(Stored records)
--- Begin ---
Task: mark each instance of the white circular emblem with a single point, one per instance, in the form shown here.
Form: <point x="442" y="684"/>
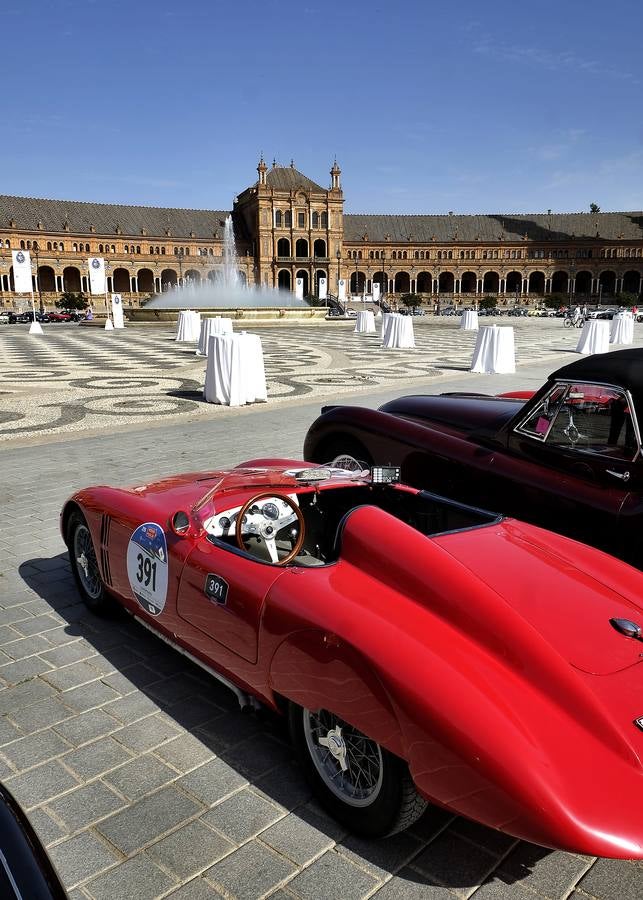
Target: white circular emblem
<point x="147" y="567"/>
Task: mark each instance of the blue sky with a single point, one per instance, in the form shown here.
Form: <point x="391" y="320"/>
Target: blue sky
<point x="429" y="107"/>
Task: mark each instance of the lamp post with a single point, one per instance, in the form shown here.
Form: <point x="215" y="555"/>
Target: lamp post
<point x="180" y="252"/>
<point x="40" y="303"/>
<point x="384" y="284"/>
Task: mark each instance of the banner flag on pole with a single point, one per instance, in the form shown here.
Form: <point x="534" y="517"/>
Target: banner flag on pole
<point x="117" y="311"/>
<point x="22" y="271"/>
<point x="97" y="283"/>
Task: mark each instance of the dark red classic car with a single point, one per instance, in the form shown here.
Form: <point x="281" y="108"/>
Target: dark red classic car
<point x="567" y="457"/>
<point x="421" y="649"/>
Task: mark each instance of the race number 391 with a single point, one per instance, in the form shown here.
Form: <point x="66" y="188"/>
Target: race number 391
<point x="147" y="567"/>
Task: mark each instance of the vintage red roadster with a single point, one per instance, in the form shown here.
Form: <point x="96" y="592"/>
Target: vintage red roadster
<point x="423" y="650"/>
<point x="567" y="457"/>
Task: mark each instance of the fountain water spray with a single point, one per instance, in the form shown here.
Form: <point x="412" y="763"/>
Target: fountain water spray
<point x="227" y="291"/>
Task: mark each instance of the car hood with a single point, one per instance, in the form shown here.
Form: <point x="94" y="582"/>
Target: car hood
<point x="466" y="412"/>
<point x="568" y="592"/>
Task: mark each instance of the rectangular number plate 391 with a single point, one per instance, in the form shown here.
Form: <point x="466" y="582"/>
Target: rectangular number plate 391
<point x="216" y="588"/>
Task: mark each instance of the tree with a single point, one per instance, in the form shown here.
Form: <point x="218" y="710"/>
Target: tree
<point x="69" y="300"/>
<point x="411" y="300"/>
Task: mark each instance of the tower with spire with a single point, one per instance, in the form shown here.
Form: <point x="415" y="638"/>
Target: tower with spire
<point x="294" y="226"/>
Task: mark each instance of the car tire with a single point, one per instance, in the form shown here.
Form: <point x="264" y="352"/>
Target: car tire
<point x="84" y="565"/>
<point x="380" y="800"/>
<point x="341" y="445"/>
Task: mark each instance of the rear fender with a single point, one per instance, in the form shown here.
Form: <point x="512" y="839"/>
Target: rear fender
<point x="318" y="670"/>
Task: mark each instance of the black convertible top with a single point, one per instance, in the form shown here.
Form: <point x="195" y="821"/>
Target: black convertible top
<point x="621" y="367"/>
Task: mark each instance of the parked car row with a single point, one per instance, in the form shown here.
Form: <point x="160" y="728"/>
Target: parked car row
<point x="11" y="317"/>
<point x="422" y="649"/>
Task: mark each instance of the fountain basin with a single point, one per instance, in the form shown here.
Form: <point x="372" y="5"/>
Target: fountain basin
<point x="245" y="314"/>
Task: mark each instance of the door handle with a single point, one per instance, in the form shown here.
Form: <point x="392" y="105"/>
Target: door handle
<point x="624" y="476"/>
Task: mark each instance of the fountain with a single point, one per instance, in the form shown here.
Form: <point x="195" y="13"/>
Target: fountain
<point x="227" y="292"/>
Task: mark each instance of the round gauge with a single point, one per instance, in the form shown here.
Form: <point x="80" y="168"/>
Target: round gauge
<point x="271" y="511"/>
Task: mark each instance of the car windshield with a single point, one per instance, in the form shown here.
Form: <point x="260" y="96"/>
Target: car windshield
<point x="287" y="481"/>
<point x="587" y="417"/>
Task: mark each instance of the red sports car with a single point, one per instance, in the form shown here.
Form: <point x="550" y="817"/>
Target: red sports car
<point x="567" y="457"/>
<point x="423" y="650"/>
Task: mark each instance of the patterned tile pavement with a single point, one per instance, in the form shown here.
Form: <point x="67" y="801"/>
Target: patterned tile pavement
<point x="139" y="772"/>
<point x="77" y="378"/>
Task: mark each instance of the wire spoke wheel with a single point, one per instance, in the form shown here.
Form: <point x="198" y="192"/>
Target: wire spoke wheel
<point x="86" y="563"/>
<point x="349" y="764"/>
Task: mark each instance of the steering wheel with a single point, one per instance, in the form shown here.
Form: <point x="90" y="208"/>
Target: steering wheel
<point x="570" y="431"/>
<point x="263" y="517"/>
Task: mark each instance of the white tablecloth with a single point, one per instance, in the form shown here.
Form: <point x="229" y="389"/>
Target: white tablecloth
<point x="622" y="330"/>
<point x="595" y="337"/>
<point x="469" y="320"/>
<point x="365" y="322"/>
<point x="235" y="373"/>
<point x="494" y="351"/>
<point x="188" y="326"/>
<point x="209" y="326"/>
<point x="397" y="331"/>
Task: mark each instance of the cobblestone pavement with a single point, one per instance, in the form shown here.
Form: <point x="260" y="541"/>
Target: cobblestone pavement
<point x="77" y="378"/>
<point x="139" y="772"/>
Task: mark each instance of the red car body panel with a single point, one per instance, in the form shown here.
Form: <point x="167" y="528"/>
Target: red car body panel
<point x="482" y="656"/>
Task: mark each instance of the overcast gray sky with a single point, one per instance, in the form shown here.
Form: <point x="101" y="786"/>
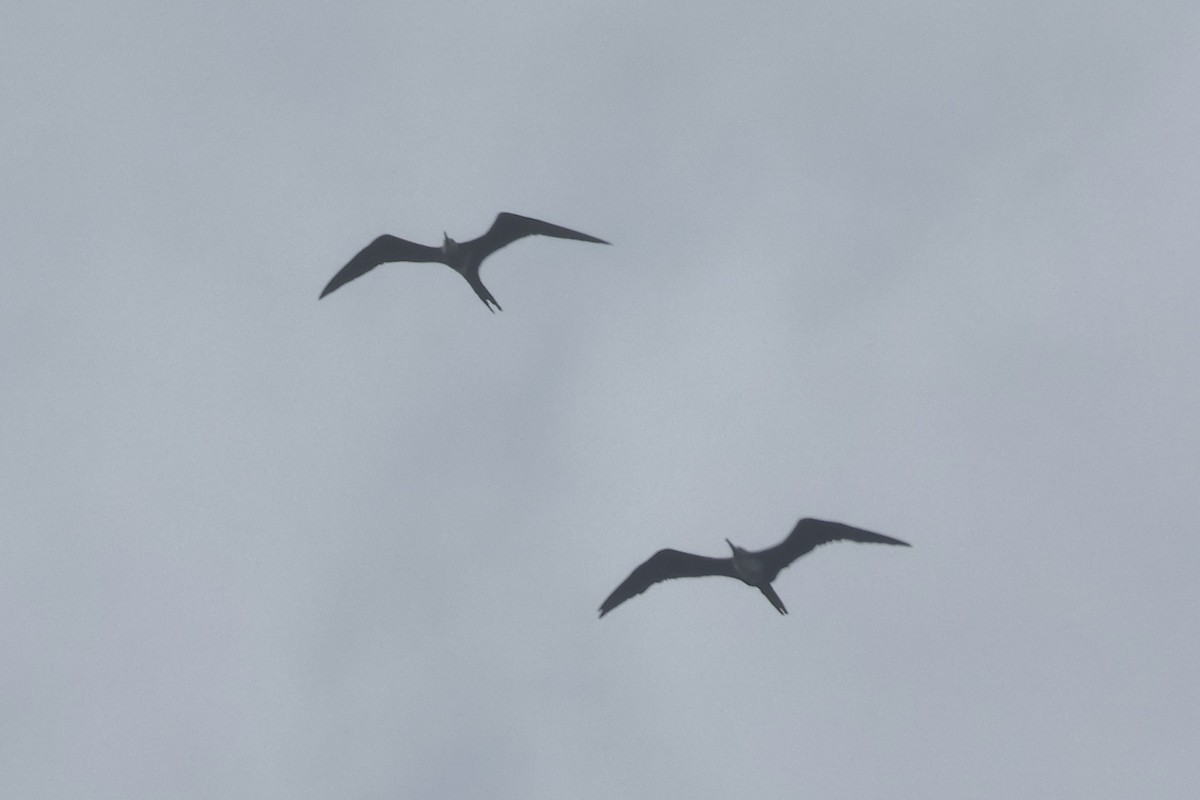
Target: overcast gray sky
<point x="925" y="268"/>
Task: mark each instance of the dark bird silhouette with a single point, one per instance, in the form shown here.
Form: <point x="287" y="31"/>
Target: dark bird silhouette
<point x="463" y="258"/>
<point x="757" y="570"/>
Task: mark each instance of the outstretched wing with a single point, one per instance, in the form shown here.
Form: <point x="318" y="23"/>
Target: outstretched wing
<point x="510" y="227"/>
<point x="383" y="250"/>
<point x="665" y="565"/>
<point x="809" y="534"/>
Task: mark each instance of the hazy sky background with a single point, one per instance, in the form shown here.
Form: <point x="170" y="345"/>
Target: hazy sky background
<point x="925" y="268"/>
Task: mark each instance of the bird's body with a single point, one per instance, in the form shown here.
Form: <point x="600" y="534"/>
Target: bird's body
<point x="756" y="569"/>
<point x="463" y="258"/>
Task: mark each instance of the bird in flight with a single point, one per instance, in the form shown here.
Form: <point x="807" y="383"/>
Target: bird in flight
<point x="463" y="258"/>
<point x="755" y="569"/>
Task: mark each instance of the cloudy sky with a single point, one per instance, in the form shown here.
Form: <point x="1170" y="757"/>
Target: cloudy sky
<point x="925" y="268"/>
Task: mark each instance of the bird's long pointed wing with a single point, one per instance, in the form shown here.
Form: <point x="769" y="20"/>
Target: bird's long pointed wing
<point x="665" y="565"/>
<point x="383" y="250"/>
<point x="510" y="227"/>
<point x="809" y="534"/>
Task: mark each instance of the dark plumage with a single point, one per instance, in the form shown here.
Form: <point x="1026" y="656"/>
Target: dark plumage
<point x="757" y="569"/>
<point x="463" y="258"/>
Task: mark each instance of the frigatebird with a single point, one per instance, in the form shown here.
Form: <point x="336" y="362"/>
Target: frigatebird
<point x="757" y="569"/>
<point x="463" y="258"/>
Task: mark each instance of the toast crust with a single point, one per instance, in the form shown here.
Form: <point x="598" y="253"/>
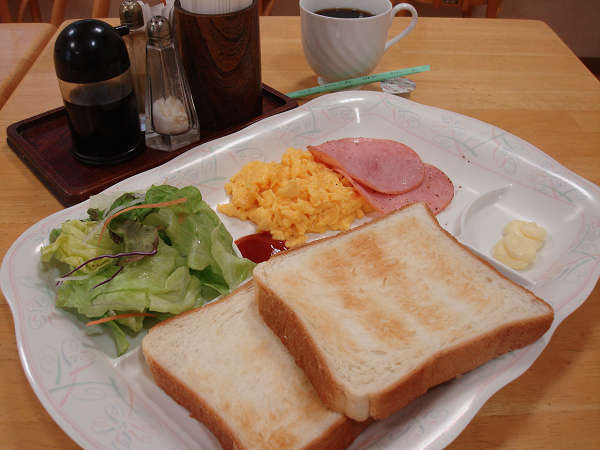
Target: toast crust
<point x="198" y="409"/>
<point x="443" y="366"/>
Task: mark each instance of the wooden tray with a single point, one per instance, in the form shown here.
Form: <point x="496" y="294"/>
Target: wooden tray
<point x="44" y="143"/>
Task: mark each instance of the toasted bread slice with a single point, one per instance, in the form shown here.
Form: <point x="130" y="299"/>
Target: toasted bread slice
<point x="378" y="315"/>
<point x="223" y="364"/>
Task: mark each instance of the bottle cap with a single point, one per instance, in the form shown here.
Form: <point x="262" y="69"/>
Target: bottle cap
<point x="130" y="13"/>
<point x="159" y="30"/>
<point x="88" y="51"/>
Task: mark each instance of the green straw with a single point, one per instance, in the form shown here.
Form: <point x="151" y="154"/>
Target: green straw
<point x="352" y="82"/>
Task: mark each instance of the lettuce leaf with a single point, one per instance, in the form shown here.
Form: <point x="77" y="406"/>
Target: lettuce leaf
<point x="194" y="260"/>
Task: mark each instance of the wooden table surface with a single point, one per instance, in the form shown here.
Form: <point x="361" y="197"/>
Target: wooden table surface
<point x="20" y="45"/>
<point x="517" y="75"/>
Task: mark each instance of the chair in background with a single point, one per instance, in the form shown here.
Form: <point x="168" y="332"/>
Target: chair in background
<point x="492" y="6"/>
<point x="34" y="9"/>
<point x="99" y="9"/>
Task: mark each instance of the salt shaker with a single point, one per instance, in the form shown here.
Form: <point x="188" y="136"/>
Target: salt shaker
<point x="171" y="120"/>
<point x="130" y="14"/>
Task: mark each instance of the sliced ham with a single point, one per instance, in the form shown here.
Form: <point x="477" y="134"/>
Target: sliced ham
<point x="383" y="165"/>
<point x="436" y="191"/>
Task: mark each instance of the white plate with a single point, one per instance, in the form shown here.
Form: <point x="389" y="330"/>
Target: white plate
<point x="105" y="402"/>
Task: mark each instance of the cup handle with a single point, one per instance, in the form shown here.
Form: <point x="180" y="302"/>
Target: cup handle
<point x="408" y="29"/>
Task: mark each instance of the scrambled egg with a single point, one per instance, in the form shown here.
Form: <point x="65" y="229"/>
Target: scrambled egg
<point x="293" y="197"/>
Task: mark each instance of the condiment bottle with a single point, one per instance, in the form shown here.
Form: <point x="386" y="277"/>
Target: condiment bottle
<point x="130" y="13"/>
<point x="171" y="120"/>
<point x="93" y="73"/>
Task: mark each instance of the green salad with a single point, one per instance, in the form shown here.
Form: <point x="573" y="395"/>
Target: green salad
<point x="146" y="256"/>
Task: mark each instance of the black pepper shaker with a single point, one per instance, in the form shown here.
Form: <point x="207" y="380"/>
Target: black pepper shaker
<point x="95" y="81"/>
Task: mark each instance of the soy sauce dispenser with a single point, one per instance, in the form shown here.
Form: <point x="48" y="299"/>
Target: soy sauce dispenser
<point x="95" y="81"/>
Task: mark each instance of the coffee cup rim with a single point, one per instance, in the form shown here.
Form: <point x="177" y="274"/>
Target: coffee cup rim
<point x="374" y="16"/>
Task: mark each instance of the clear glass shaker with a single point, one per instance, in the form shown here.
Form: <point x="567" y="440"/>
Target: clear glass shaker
<point x="171" y="119"/>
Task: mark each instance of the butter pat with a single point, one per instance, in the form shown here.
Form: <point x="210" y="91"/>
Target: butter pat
<point x="519" y="244"/>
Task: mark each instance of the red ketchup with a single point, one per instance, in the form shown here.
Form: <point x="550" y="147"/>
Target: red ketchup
--- End ---
## Your goal
Find the line that contains "Task: mark each instance of the green salad" in the listing above. Retype it and every line after it up to the last, exactly, and nothing else.

## Solution below
Task: mark each instance of the green salad with a single point, one per instance, in the form shown here.
Form: <point x="573" y="395"/>
Target: green salad
<point x="146" y="256"/>
Task: mark each instance of the black pepper shaker with a single point, one per instance, in the form shown here.
Form: <point x="207" y="380"/>
Target: black pepper shaker
<point x="95" y="81"/>
Task: mark each instance of the soy sauce dispenser with a single point, one per instance, in the form shown here.
Form: <point x="48" y="299"/>
Target: soy sauce dispenser
<point x="95" y="81"/>
Task: mark each instance of the coffee cup rim with a single point, one per instance, in the form shown here.
Form: <point x="177" y="274"/>
Target: coffee cup rim
<point x="374" y="16"/>
Task: mark each instance of the clear glass shaker with a single point, one per instance, in the form shown here.
Form: <point x="567" y="440"/>
Target: clear glass shaker
<point x="171" y="119"/>
Task: mark each instance of the butter pat with a single point, one per instance, in the form shown here.
Form: <point x="210" y="91"/>
Target: butter pat
<point x="519" y="244"/>
Task: mark each instance of the red ketchup with a single point, one per instance, in the form shown here.
Form: <point x="550" y="147"/>
Target: red ketchup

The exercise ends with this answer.